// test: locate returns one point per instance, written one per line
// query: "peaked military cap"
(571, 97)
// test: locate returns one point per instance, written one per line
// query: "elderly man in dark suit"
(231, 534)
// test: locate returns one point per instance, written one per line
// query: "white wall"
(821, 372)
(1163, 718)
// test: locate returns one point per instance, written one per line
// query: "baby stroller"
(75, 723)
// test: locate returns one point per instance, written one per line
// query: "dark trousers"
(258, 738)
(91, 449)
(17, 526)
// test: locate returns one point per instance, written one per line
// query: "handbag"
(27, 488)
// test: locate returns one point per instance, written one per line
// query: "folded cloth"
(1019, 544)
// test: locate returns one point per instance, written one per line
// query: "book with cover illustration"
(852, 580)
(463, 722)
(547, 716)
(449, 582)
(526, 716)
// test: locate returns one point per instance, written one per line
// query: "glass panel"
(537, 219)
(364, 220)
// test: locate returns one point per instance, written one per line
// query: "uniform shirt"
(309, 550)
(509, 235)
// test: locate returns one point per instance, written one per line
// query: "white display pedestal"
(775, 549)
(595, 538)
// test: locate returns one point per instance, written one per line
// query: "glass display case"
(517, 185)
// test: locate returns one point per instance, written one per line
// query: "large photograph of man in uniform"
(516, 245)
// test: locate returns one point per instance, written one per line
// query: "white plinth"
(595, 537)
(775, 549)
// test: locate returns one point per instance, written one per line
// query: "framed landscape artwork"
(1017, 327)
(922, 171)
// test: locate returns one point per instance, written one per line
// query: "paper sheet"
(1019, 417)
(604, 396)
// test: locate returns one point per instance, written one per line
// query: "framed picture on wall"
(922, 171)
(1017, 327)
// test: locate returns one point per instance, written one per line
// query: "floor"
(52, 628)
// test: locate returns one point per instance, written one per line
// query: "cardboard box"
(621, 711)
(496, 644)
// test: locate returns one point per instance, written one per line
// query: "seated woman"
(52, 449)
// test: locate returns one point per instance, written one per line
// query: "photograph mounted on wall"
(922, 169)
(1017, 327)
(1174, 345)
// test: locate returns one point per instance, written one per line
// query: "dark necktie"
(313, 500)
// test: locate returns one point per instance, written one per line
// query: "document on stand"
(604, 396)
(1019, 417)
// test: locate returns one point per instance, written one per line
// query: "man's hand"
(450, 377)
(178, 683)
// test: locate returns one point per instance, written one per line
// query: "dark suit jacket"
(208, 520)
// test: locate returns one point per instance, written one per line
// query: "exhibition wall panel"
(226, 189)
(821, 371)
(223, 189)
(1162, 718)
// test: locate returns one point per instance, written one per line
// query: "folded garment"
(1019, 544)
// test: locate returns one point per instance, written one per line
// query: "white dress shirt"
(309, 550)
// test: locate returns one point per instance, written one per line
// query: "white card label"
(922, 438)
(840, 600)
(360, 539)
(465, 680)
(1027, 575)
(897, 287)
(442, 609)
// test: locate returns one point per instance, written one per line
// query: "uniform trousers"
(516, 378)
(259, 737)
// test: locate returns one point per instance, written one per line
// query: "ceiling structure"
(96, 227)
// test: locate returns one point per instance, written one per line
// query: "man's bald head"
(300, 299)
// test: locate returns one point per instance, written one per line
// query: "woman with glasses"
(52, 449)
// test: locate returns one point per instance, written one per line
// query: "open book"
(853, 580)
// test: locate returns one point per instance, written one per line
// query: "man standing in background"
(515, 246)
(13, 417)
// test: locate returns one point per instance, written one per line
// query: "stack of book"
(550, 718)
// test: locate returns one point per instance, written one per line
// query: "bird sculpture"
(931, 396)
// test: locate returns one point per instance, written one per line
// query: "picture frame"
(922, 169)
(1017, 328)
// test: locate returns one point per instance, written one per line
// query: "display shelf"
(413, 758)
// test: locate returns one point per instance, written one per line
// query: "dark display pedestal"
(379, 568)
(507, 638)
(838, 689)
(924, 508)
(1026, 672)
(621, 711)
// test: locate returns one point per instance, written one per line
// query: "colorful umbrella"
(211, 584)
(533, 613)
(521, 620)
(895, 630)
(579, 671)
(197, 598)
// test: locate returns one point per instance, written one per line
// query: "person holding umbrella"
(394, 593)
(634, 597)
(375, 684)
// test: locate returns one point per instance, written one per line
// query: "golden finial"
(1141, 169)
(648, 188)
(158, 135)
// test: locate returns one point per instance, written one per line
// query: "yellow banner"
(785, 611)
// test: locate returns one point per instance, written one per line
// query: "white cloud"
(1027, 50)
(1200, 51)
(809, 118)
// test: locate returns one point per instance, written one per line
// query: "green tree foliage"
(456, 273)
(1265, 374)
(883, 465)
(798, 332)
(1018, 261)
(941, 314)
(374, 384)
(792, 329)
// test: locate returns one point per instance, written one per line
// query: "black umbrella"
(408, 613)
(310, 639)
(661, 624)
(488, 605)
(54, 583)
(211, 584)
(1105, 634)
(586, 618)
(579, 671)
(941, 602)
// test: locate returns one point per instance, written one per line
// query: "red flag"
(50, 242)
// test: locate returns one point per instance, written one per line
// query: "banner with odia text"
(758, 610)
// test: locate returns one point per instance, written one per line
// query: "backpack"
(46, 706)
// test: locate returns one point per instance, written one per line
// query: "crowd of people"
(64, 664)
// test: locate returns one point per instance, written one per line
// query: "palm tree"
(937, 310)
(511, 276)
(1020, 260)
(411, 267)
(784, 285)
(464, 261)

+---+

◆ Work request
All records are to be retyped exactly. None may be omitted.

◆ Solution to this problem
// test: locate returns one point per instance, written one per line
// query: "peaked military cap"
(571, 97)
// test: locate returns one point per instance, written one per line
// query: "elderly man in dark suit"
(231, 534)
// test: locate returns one point per instance, written one per line
// query: "white wall"
(821, 372)
(1163, 718)
// test: locate returns one point per instance, written one per line
// query: "baby stroller"
(75, 723)
// test: locate returns one point per instance, written one per line
// query: "dark trousers"
(258, 738)
(91, 449)
(17, 526)
// test: locate returns one point per instance, written one per line
// query: "handbag"
(27, 488)
// test: locate returns one point per instance, written one per line
// query: "folded cloth"
(1019, 544)
// test: locate returns one point per instance, written one per line
// query: "book with cover illustration"
(852, 580)
(463, 722)
(547, 716)
(449, 582)
(526, 716)
// test: locate returns one point per instance, written one per line
// query: "glass panel"
(537, 219)
(364, 220)
// test: locate returns one point per instance, written one per line
// query: "uniform shirt"
(309, 550)
(509, 235)
// test: locate returns one point per instance, written one per line
// query: "white display pedestal"
(775, 549)
(595, 538)
// test: locate returns one point per instance, written one per line
// query: "glass display case"
(517, 185)
// test: locate returns one point per instance, written one per line
// query: "large photograph of man in uniform"
(516, 245)
// test: locate returns one point per instance, written one per line
// query: "white plinth"
(595, 537)
(775, 549)
// test: locate returns one point per instance, written one per line
// query: "framed landscape artwork"
(1017, 327)
(922, 171)
// test: locate returns one point per instance, written one per line
// query: "paper sheet"
(1019, 417)
(604, 396)
// test: locate returns one point per instance, written one per line
// query: "framed picture on wall"
(922, 171)
(1017, 327)
// test: locate returns one point per instance, written one per line
// query: "floor"
(52, 628)
// test: locate returns one point per instance, written one per line
// query: "cardboard box"
(621, 711)
(496, 644)
// test: locate returns one point per instance, written one per line
// query: "seated woman"
(52, 449)
// test: locate returns one point per instance, written one per line
// query: "photograph mounted on wall"
(922, 169)
(1017, 327)
(1174, 345)
// test: locate returns one point per instance, written one per line
// query: "dark necktie"
(313, 500)
// test: locate returns one point per instance, written one per line
// query: "document on stand"
(604, 396)
(1019, 417)
// test: locate returns one point per instance, written one per line
// query: "man's hand"
(450, 377)
(178, 683)
// test: locate returns one point per instance, written one per line
// query: "dark suit jacket"
(208, 520)
// test: locate returns one point per instance, written one per line
// query: "exhibition wall panel"
(226, 189)
(821, 371)
(223, 189)
(1162, 718)
// test: locate returns one point per instance, written one per line
// query: "folded garment"
(1019, 544)
// test: locate returns one point per instance, written one per line
// query: "white dress shirt"
(309, 550)
// test: locate returns one point per instance, written one per line
// query: "white card label"
(922, 438)
(840, 600)
(360, 539)
(465, 680)
(1027, 575)
(897, 287)
(442, 609)
// test: locate returns one point per instance, written one per line
// query: "uniform trousers"
(516, 378)
(259, 737)
// test: locate returns one point per instance, written one per line
// query: "ceiling structure"
(96, 227)
// test: locate returns one point per instance, written one per line
// query: "man's bald head"
(300, 299)
// test: locate returns one point per instance, written one per line
// query: "woman with glasses"
(52, 449)
// test: locate returns one point per instance, written one per line
// query: "open book"
(853, 580)
// test: locate returns one point per instance, written one per line
// query: "man standing in background"
(515, 246)
(13, 417)
// test: locate returns one point per instance, written one per line
// query: "stack of book"
(550, 718)
// test: locate returns one point per instance, written one per line
// query: "bird sculpture"
(931, 396)
// test: locate returns one point per instance, written one per line
// query: "picture frame"
(922, 169)
(1017, 328)
// test: locate returns one point per instance, written one per line
// query: "display shelf"
(413, 758)
// test: locate returns one point per instance, written one per line
// query: "dark display pedestal"
(379, 568)
(507, 638)
(838, 689)
(924, 508)
(1026, 672)
(621, 711)
// test: locate returns one point per instance, written one per line
// query: "colorful umbrella"
(211, 584)
(533, 613)
(521, 620)
(895, 630)
(579, 671)
(197, 598)
// test: locate returns one point per instance, written one per line
// query: "person holding umbrella"
(394, 593)
(634, 597)
(375, 684)
// test: locate returns one point per instance, written one per line
// query: "golden finial"
(1141, 169)
(648, 188)
(158, 135)
// test: locate returns one point per instance, written one per line
// query: "yellow banner"
(785, 611)
// test: locate returns one point per instance, written one per line
// query: "white cloud"
(1027, 50)
(1200, 51)
(809, 118)
// test: locate returns one point per instance, written one per line
// query: "green tree foliage"
(456, 273)
(1265, 374)
(883, 465)
(798, 332)
(1018, 261)
(941, 314)
(374, 384)
(792, 329)
// test: locate returns one point per instance, written one per line
// query: "black umbrella"
(408, 613)
(310, 639)
(661, 624)
(488, 605)
(54, 583)
(211, 584)
(1105, 634)
(586, 618)
(579, 671)
(941, 602)
// test: locate returns one point per instance, written one per line
// query: "red flag"
(50, 242)
// test: locate returns one point per instance, written one per line
// query: "banner with odia text"
(758, 610)
// test: locate returns one point per instance, written one per line
// query: "backpack"
(46, 706)
// test: locate returns one point per instance, written one per line
// query: "crowd of people"
(64, 664)
// test: locate returns one point per instance, written one per line
// query: "palm tree"
(937, 310)
(511, 276)
(1020, 260)
(411, 267)
(784, 285)
(464, 261)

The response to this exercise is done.